• What is being asked: Switch "Query" to "Label" in the records, starting at the line containing "Where can the building" and ending at the last line of the records, and write out only those lines with nothing else changed.
-=-=-=-=-
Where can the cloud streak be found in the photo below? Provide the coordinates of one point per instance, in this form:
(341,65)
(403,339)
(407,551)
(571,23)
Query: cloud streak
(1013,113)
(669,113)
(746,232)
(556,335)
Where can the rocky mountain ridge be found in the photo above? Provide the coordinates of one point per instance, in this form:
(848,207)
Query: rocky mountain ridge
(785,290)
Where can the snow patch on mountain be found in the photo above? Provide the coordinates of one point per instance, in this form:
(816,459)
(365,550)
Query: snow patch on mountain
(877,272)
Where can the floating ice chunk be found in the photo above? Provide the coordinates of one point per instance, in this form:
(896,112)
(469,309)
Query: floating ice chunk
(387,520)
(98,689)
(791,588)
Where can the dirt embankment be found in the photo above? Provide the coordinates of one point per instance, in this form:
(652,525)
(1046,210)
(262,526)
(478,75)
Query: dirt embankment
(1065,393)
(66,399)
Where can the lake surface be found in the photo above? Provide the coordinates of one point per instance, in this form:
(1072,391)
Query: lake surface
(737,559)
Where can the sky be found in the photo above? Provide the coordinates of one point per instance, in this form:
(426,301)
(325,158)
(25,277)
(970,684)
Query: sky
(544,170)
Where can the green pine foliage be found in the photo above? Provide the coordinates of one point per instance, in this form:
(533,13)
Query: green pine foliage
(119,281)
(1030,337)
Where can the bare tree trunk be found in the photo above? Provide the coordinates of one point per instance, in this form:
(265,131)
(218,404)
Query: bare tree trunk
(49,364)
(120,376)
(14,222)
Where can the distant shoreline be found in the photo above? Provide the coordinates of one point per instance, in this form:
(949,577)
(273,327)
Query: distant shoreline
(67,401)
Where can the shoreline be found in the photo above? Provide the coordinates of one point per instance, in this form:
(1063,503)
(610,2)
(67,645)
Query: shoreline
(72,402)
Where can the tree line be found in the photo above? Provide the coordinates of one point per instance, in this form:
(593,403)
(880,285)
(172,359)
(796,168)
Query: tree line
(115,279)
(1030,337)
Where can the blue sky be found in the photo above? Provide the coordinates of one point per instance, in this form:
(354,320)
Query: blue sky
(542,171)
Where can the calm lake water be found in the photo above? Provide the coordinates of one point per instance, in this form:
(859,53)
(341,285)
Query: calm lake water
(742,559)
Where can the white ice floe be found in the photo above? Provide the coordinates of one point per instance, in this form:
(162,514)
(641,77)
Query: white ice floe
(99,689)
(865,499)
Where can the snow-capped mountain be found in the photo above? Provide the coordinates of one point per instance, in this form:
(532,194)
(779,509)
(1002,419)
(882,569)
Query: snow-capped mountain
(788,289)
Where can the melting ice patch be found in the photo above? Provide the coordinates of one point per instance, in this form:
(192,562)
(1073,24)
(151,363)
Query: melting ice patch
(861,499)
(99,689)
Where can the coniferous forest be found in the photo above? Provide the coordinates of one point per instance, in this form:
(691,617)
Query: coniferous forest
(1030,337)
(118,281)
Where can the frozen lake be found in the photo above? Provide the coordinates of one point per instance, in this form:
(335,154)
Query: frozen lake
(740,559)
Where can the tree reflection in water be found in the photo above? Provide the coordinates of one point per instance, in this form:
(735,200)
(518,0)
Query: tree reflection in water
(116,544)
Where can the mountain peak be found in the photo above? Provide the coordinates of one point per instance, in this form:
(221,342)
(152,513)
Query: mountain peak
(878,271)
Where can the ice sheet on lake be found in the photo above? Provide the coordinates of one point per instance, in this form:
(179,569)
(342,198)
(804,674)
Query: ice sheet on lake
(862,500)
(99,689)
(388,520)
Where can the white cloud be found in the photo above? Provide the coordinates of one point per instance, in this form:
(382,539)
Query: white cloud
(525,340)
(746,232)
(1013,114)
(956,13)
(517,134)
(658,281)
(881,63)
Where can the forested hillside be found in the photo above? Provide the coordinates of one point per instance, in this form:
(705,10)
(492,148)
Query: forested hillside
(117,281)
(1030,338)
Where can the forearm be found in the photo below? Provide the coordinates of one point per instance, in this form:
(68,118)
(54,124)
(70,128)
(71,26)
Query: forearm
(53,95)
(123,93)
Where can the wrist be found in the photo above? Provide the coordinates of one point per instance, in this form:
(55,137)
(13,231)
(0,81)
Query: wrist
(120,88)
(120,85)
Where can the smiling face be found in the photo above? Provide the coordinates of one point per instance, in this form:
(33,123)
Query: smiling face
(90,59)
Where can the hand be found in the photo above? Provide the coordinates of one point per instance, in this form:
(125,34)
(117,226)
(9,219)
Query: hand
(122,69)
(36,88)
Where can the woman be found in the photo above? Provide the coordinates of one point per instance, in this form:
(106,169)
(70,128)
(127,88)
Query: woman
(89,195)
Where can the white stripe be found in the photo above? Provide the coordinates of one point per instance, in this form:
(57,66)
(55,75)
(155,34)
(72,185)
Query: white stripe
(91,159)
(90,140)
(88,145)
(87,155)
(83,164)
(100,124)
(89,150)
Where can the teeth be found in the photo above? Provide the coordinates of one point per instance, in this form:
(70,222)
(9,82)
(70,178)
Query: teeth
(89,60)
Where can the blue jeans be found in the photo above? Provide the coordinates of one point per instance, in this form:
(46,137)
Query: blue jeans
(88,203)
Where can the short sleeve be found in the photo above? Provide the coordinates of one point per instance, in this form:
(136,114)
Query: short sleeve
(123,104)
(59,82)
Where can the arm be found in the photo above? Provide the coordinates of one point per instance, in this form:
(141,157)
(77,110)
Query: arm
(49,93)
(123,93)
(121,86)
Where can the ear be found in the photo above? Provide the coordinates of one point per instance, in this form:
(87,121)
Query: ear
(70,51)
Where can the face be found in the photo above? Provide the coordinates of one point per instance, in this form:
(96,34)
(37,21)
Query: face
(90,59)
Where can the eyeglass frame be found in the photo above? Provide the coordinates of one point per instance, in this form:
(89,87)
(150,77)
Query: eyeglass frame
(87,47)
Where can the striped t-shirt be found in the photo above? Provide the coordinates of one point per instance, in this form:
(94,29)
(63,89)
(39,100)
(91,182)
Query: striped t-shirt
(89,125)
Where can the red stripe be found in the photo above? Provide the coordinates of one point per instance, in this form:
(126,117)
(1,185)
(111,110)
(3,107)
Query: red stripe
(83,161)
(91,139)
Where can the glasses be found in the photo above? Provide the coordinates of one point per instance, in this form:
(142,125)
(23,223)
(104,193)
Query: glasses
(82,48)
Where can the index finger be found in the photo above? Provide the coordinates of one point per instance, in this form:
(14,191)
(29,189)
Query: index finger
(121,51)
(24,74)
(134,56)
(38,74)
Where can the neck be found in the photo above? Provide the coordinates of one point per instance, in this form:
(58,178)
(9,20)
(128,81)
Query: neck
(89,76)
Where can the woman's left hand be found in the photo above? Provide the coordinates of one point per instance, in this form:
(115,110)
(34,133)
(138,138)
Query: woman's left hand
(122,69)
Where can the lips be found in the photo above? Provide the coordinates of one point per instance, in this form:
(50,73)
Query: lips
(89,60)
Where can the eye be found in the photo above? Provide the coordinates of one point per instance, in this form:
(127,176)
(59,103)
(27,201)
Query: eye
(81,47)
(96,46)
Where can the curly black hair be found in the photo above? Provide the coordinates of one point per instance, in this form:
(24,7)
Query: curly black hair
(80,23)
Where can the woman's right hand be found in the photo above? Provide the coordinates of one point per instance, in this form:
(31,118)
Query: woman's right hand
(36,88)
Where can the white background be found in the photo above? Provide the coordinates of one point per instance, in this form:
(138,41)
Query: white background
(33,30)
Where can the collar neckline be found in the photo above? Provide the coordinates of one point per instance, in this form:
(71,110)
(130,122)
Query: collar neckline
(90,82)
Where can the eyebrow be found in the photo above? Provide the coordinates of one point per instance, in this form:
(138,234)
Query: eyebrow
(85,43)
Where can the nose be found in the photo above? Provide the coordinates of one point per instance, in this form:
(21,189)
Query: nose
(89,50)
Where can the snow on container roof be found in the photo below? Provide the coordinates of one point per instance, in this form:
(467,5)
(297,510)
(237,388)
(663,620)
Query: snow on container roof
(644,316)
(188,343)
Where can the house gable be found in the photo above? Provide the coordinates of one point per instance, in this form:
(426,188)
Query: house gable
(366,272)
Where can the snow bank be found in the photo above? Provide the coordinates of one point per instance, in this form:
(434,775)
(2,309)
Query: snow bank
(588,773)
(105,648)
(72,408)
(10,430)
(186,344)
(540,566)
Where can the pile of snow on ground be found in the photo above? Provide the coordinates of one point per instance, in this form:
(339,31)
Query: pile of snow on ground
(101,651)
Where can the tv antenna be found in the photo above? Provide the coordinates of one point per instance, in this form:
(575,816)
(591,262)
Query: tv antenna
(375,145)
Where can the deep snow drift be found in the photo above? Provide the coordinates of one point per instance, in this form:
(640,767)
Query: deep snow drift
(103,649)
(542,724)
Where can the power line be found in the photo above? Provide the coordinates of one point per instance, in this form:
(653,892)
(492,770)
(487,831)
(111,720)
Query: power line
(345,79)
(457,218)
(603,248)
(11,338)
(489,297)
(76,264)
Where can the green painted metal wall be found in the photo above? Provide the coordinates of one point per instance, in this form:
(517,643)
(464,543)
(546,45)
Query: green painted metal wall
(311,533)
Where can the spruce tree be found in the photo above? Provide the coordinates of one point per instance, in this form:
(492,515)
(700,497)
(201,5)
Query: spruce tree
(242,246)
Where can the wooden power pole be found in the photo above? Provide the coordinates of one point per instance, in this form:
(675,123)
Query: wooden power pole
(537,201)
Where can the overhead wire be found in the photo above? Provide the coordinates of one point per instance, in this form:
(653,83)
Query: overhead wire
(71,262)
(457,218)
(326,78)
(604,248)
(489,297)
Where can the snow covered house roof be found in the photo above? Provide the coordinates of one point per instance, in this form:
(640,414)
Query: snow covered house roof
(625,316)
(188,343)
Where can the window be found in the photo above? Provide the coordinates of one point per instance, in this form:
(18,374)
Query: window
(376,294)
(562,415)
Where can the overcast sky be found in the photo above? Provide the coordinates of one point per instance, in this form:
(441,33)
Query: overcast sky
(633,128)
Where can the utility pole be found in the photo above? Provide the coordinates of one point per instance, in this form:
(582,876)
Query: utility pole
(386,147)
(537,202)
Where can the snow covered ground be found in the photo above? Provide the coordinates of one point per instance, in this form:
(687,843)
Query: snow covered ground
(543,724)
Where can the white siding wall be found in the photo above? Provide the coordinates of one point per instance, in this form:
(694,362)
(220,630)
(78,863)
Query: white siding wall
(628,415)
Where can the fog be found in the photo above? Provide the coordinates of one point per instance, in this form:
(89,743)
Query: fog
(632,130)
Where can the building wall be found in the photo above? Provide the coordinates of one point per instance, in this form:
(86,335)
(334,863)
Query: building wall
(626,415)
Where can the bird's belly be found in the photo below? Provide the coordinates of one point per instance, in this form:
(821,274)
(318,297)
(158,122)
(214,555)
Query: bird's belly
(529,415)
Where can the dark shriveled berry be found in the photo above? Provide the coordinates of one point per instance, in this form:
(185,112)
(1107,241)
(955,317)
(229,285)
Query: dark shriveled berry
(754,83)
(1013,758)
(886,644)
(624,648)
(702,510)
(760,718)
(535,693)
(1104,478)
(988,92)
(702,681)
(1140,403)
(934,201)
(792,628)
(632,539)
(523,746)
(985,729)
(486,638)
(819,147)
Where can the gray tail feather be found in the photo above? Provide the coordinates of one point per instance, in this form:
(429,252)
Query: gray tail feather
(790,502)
-=-=-=-=-
• Exercise output:
Where can the building wall be found in the photo above? Provide the coordinates of one point per instance, in this form:
(86,335)
(334,863)
Label: building wall
(626,415)
Where can the bird's belly be found in the photo below? Provide the coordinates of one point per instance, in this form:
(821,274)
(318,297)
(158,122)
(214,555)
Label: bird's belly
(529,415)
Where can the dark shriveled berry be found in the photo above? Provide the coordinates of one point per instance, in this form:
(185,112)
(1107,241)
(955,317)
(229,285)
Label: dark shriveled berry
(754,83)
(1013,758)
(886,644)
(624,648)
(702,510)
(760,718)
(535,693)
(1104,478)
(988,92)
(702,681)
(1140,403)
(934,201)
(792,628)
(632,539)
(523,746)
(985,729)
(486,638)
(819,147)
Where can the gray tail feather be found in the photo above? Provide the coordinates of one point per instance, in this form:
(429,252)
Label: gray tail feather
(790,502)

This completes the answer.